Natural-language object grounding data

————

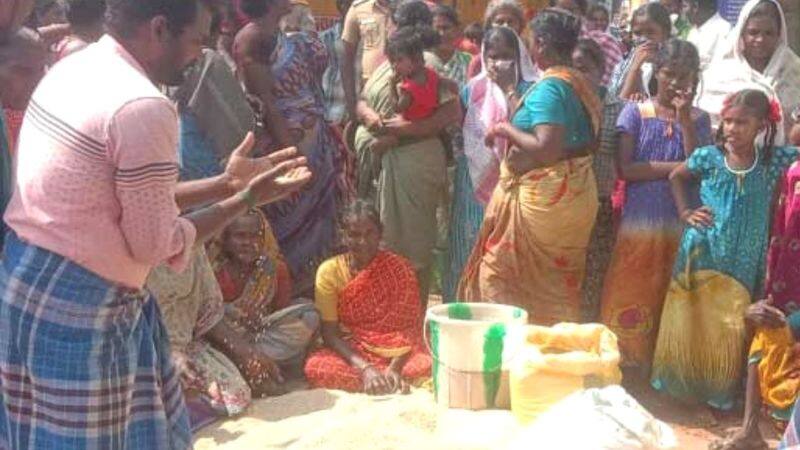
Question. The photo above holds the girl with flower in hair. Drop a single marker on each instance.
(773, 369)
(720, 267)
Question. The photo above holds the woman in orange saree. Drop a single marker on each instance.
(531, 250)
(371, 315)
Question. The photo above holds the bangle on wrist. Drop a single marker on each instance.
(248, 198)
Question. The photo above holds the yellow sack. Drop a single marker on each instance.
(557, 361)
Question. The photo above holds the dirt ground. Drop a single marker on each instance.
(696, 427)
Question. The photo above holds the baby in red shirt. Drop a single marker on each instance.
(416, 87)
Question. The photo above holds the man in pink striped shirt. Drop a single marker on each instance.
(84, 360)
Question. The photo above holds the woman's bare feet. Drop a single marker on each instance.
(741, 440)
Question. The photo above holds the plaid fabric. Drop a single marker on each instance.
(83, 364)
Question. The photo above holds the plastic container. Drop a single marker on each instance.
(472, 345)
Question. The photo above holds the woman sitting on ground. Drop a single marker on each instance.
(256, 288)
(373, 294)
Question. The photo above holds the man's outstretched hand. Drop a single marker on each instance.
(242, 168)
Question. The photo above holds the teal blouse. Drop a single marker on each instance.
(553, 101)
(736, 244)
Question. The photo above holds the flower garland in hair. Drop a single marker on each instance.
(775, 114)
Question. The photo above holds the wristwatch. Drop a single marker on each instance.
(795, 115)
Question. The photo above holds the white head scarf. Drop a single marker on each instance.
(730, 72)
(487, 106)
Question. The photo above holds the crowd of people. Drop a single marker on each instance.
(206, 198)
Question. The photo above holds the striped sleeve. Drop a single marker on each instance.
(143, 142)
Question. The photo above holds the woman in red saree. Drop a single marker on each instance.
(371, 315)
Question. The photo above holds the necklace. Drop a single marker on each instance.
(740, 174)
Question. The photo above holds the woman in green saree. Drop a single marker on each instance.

————

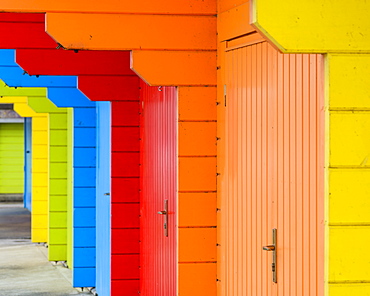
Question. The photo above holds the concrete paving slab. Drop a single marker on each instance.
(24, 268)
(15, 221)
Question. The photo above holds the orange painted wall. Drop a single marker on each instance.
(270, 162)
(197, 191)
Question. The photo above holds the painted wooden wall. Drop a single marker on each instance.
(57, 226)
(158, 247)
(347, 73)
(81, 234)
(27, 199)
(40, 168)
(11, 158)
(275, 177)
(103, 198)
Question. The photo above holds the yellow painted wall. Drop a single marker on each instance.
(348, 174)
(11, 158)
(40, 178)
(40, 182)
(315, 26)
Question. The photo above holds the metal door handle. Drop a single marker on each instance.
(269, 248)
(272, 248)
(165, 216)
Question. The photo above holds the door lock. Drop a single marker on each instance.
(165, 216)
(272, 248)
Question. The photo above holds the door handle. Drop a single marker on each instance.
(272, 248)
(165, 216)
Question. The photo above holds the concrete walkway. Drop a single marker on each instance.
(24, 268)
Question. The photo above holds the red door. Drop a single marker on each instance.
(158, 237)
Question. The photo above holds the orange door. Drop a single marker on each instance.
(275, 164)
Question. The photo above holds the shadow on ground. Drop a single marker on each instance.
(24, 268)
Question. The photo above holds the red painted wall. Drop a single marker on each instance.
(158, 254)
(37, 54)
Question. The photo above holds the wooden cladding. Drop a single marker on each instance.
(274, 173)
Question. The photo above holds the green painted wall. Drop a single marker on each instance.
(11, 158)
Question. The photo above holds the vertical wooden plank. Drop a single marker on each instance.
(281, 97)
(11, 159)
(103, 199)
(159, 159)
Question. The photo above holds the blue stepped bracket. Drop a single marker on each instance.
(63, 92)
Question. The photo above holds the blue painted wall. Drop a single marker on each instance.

————

▶ Work instruction: Both the line containing "Question. The photo above holds the red painted" and the line containing "Question. The photo above holds the blue painted" belong in the answer. Print them and every line above that falls between them exactly, and no others.

▶ Task solution:
Question. The photo above holds the red painted wall. Drop a single marker on each instance.
(158, 254)
(37, 54)
Question. The photo above holds the wooden cladding. Drop a single marker on each instance.
(274, 173)
Question. The photo above holds the green painted wall. Drop a single marker on each instance.
(11, 158)
Question. The photo above holds the vertical wooden plank. Drop a single marker on each instance.
(281, 97)
(11, 159)
(103, 199)
(159, 159)
Question. The photo above holds the blue stepped bracket. Drop a single marker on each instance.
(63, 92)
Question. The photo above holds the blue painted wall. Drop a single marker on each instance.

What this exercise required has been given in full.